◆ Work required: Arrange the material below as a two-column CSV headed instruction and points, one row per pair, with every field quoted and line breaks replaced by spaces. Omit the pictures.

◆ Extracted data entries:
________________________

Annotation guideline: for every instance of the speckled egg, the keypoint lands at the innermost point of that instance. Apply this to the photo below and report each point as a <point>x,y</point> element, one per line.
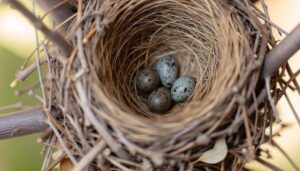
<point>167,69</point>
<point>147,80</point>
<point>182,88</point>
<point>160,101</point>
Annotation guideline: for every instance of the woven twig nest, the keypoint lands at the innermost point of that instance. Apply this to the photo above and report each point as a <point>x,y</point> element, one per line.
<point>220,43</point>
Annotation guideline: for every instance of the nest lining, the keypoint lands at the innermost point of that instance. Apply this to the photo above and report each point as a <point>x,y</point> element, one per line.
<point>208,45</point>
<point>210,42</point>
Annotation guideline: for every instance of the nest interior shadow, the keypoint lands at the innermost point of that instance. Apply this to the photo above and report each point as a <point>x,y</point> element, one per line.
<point>202,40</point>
<point>211,41</point>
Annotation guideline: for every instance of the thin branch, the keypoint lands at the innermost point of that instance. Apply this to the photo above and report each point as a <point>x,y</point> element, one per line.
<point>282,52</point>
<point>55,37</point>
<point>59,10</point>
<point>22,123</point>
<point>90,156</point>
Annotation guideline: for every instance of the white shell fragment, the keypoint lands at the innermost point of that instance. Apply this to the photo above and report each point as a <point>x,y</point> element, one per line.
<point>216,154</point>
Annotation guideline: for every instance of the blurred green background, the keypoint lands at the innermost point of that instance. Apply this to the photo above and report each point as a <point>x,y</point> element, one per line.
<point>17,42</point>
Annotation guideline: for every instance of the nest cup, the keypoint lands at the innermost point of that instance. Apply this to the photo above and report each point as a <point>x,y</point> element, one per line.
<point>204,37</point>
<point>211,43</point>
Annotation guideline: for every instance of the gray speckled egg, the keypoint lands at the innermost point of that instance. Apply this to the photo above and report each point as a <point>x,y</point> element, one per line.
<point>182,88</point>
<point>167,69</point>
<point>147,80</point>
<point>160,100</point>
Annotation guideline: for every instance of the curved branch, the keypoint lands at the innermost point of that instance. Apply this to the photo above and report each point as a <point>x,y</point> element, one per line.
<point>282,52</point>
<point>22,123</point>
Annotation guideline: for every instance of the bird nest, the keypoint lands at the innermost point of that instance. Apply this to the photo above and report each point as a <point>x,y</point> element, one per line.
<point>107,123</point>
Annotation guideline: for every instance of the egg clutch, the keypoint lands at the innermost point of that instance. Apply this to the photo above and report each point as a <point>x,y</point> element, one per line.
<point>163,86</point>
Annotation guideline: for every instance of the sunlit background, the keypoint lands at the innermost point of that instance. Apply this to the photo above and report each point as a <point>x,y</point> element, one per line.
<point>17,42</point>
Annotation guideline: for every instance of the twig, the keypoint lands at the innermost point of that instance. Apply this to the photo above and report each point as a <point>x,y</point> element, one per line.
<point>53,36</point>
<point>37,57</point>
<point>89,157</point>
<point>282,52</point>
<point>59,10</point>
<point>22,123</point>
<point>23,74</point>
<point>269,165</point>
<point>287,157</point>
<point>60,139</point>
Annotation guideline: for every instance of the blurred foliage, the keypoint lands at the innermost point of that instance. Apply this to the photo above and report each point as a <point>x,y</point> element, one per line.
<point>18,154</point>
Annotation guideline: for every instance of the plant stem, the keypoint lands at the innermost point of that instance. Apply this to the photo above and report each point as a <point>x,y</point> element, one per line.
<point>55,37</point>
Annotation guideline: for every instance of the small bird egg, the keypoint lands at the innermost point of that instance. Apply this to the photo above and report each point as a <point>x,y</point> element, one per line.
<point>182,88</point>
<point>167,69</point>
<point>160,100</point>
<point>147,80</point>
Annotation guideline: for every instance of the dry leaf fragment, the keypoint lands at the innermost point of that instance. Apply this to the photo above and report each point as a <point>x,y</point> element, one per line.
<point>216,154</point>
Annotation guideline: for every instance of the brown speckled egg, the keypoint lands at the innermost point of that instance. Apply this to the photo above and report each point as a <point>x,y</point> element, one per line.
<point>183,88</point>
<point>160,101</point>
<point>147,80</point>
<point>167,69</point>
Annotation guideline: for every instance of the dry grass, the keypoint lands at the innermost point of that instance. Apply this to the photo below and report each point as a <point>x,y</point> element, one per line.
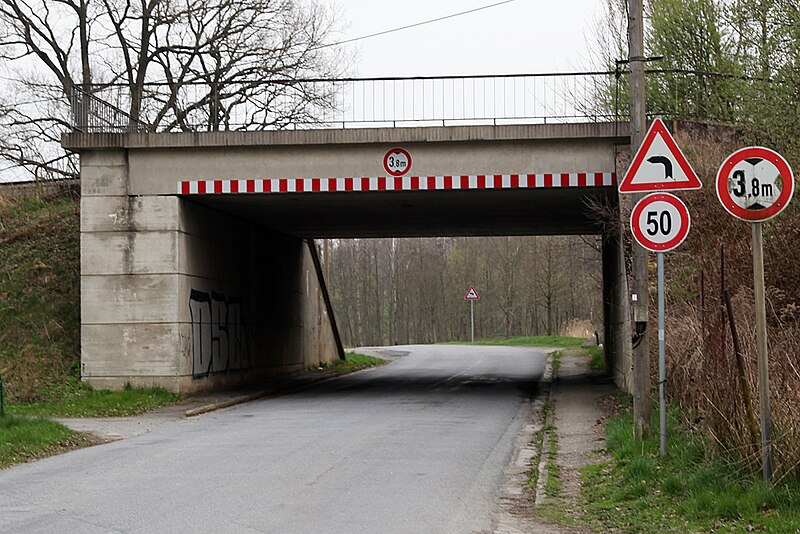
<point>702,374</point>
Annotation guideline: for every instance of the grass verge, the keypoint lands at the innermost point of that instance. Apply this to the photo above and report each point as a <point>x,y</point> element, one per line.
<point>84,401</point>
<point>688,491</point>
<point>556,342</point>
<point>352,362</point>
<point>39,295</point>
<point>23,439</point>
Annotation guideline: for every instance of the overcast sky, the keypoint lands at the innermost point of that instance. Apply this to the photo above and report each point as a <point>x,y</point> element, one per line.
<point>522,36</point>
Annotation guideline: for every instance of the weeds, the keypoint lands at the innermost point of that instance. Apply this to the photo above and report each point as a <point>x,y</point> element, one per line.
<point>689,490</point>
<point>352,362</point>
<point>87,402</point>
<point>23,439</point>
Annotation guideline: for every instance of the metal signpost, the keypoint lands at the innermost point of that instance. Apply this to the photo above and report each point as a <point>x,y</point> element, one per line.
<point>755,184</point>
<point>660,222</point>
<point>472,296</point>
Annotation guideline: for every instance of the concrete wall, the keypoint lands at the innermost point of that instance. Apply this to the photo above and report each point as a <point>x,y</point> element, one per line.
<point>186,296</point>
<point>178,295</point>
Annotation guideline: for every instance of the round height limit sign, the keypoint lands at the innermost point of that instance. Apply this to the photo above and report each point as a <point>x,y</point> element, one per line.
<point>755,184</point>
<point>397,161</point>
<point>660,222</point>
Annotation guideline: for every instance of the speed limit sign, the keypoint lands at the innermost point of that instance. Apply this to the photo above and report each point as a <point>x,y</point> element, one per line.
<point>660,222</point>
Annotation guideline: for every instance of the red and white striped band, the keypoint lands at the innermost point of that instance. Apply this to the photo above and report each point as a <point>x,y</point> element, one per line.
<point>400,183</point>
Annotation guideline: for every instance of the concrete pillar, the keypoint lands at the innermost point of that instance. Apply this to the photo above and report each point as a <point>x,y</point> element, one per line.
<point>178,295</point>
<point>129,279</point>
<point>616,312</point>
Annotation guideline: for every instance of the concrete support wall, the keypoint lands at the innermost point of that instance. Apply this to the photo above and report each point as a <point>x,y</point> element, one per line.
<point>616,313</point>
<point>177,295</point>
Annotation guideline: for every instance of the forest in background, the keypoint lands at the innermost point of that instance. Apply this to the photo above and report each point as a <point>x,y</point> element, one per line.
<point>726,73</point>
<point>390,291</point>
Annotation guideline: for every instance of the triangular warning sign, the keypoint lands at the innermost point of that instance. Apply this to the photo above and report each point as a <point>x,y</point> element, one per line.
<point>659,165</point>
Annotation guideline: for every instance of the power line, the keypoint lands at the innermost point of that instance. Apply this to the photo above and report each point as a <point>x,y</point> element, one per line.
<point>415,25</point>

________________________

◆ Solution for this exercise:
instruction,points
"Annotation guideline: for every instance of the speckled egg, the keypoint lands at the innermost point of that instance. Apply this to the photo below and report each point as a <point>x,y</point> element, one per line.","<point>167,69</point> <point>147,80</point> <point>182,88</point> <point>160,101</point>"
"Annotation guideline: for every instance of the woven twig nest, the keypoint lands at the innermost point of that instance. Apply this to the photo above and report each point as a <point>x,y</point> element, one per line.","<point>220,43</point>"
"Annotation guideline: for every instance of the nest lining, the keypoint lands at the innermost point of that instance. Apply this to the photo above and report each point as a <point>x,y</point> element, one per line.","<point>208,45</point> <point>210,42</point>"
"Annotation guideline: for every instance of the nest interior shadow, the keypoint lands at the innermost point of that instance. Apply this to the photo above and report each point as a <point>x,y</point> element, one per line.","<point>202,40</point> <point>211,41</point>"
"Annotation guideline: for every instance of the thin branch, the keypoint lands at the innermost point of that instance. Apply this to the photo above and report each point as a <point>x,y</point> element, one per line.","<point>282,52</point> <point>55,37</point> <point>59,10</point> <point>22,123</point> <point>90,156</point>"
"Annotation guideline: for every instance of the white shell fragment, the keypoint lands at the innermost point of that instance. Apply this to the photo above and report each point as a <point>x,y</point> element, one per line.","<point>216,154</point>"
"Annotation guideline: for every instance of the blurred green background, the keypoint lands at the innermost point of that instance. Apply this to the photo above and report each point as a <point>x,y</point> element, one per line.","<point>17,42</point>"
"Annotation guideline: for every instance of the nest cup, the keypoint lands at the innermost point of that instance. Apply this to the photo above and report each point as a <point>x,y</point> element, one per line.","<point>204,37</point> <point>211,43</point>"
"Annotation guideline: for every instance of the gray speckled egg, the keypoint lands at the innermost point of that instance. Apply this to the photo above and report each point as a <point>x,y</point> element, one per line.","<point>182,88</point> <point>167,69</point> <point>147,80</point> <point>160,100</point>"
"Annotation guideline: for every instance of the curved branch, the keypoint lands at the innermost point of that instance. Apply this to the photo above and report each point as a <point>x,y</point> element, one per line.","<point>282,52</point> <point>22,123</point>"
"Annotation guideline: for every instance of the bird nest, the keypoint lands at the innermost point of that instance. Apply this to the photo above and report each point as a <point>x,y</point> element, one per line.","<point>107,123</point>"
"Annotation guideline: for every instance of the egg clutch, the keypoint lands at the innermost point of that instance. Apply this to the photo above and report each point as a <point>x,y</point> element, one per line.","<point>163,86</point>"
"Annotation guideline: for every instance of the sunlit background, the keypoint lands at the innermost point of that instance. Apply this to the photo above and report each point as a <point>x,y</point> element, one per line.","<point>17,42</point>"
"Annotation guideline: for every instance of the twig, the keypoint lands at the innermost point of that instance. Apply this to the photo above and report each point as a <point>x,y</point> element, one per line.","<point>53,36</point> <point>37,57</point> <point>89,157</point> <point>282,52</point> <point>59,10</point> <point>22,123</point> <point>23,74</point> <point>269,165</point> <point>287,157</point> <point>60,139</point>"
"Annotation guideline: for every instance of the blurred foliage, the keypoint lands at the innermost point of that instance. Apply this to the photo above and report each point as a <point>x,y</point> element, one per line.","<point>18,154</point>"
"Annotation guideline: for every instance of the plant stem, the keypoint lands at the innermost point of that instance. Apply this to the photo above and report each point as a <point>x,y</point> element, one per line.","<point>55,37</point>"
"Annotation guideline: for every instance of the small bird egg, the keypoint lands at the innermost point of that instance. Apply this to the photo above and report each point as a <point>x,y</point> element, one per line.","<point>182,88</point> <point>167,69</point> <point>160,100</point> <point>147,80</point>"
"Annotation guideline: for every instance of the dry leaf fragment, the keypoint lands at the innermost point of that instance. Apply this to the photo above and report each point as a <point>x,y</point> element, one per line.","<point>216,154</point>"
"Annotation guideline: for every instance of the brown speckled egg, the keypoint lands at the innermost point of that instance. Apply this to the photo above and report each point as a <point>x,y</point> element, one per line.","<point>183,88</point> <point>160,101</point> <point>147,80</point> <point>167,69</point>"
"Annotation guideline: for every instance of the dry grass, the keypoint lands at the innermost point of that instance. Apply this to the photo below and report each point as a <point>x,y</point> element, one per line.","<point>702,374</point>"
"Annotation guideline: for every instance of the grass verge, the keypoint lands at the innermost point of that instance. Apply this to the photo above and report each point as a <point>x,y</point> element, one per line.","<point>84,401</point> <point>688,491</point> <point>556,342</point> <point>352,362</point> <point>39,295</point> <point>23,439</point>"
"Annotation guideline: for every instance of the overcast sky, the keypoint lands at the innermost point of that instance. Apply this to the photo above and report each point as a <point>x,y</point> element, one per line.","<point>522,36</point>"
"Annotation guideline: for every instance of the weeds, the keypoint lands at the innermost point of that instance. Apply this to the photo above and report each point as a <point>x,y</point> element, one per line.","<point>689,490</point> <point>352,362</point> <point>87,402</point> <point>23,439</point>"
"Annotation guideline: for every instance of the metal signpost, the keypoint lands at the innermost point of that instance. Apply this to the photo above and report each point as a <point>x,y</point> element, one per line.","<point>755,184</point> <point>660,222</point> <point>472,296</point>"
"Annotation guideline: for every instance of the concrete wall, the keypoint lands at the innermost point of that instance. Apply this to the photo above and report each point as a <point>x,y</point> element, one per line.","<point>186,296</point> <point>178,295</point>"
"Annotation guideline: for every instance of the round height limit sign, the keypoint lands at the innermost point of that instance. Apply this to the photo above and report each point as a <point>x,y</point> element, one per line.","<point>755,184</point> <point>397,161</point> <point>660,222</point>"
"Annotation guideline: for every instance of the speed limit sign, the keypoint lands at the innermost point of that instance. Apply this to the photo above and report each point as a <point>x,y</point> element, one per line.","<point>660,222</point>"
"Annotation guideline: for every instance of the red and white striped band, the keypoint lands at the innermost point of that instance. Apply this to the photo above and report each point as a <point>x,y</point> element, one per line.","<point>400,183</point>"
"Annotation guideline: for every instance of the concrete pillar, the keypoint lands at the innermost point of that instance. Apply this to the photo above and report each point as a <point>x,y</point> element, one per line.","<point>178,295</point> <point>129,279</point> <point>616,312</point>"
"Annotation guideline: for every instance of the concrete support wall, the keypoint lands at the innermost point of that instance. Apply this to the photo above and report each point as a <point>x,y</point> element, one per line.","<point>616,313</point> <point>177,295</point>"
"Annotation guideline: for every instance of the forest in background, the keypoint lands at the innermost point of that instance. Apply this to the photo above and report each point as a <point>x,y</point> element, one per line.","<point>726,73</point> <point>390,291</point>"
"Annotation guideline: for every instance of the triangular warning sign, the keypoint lands at the innermost point of that instance. Apply this to the photo above and report each point as a <point>x,y</point> element, one per line.","<point>659,165</point>"
"Annotation guideline: for every instance of the power line, the keypoint lands at the innermost point of that instance. Apply this to the photo above and report each point as a <point>x,y</point> element, one per line.","<point>415,25</point>"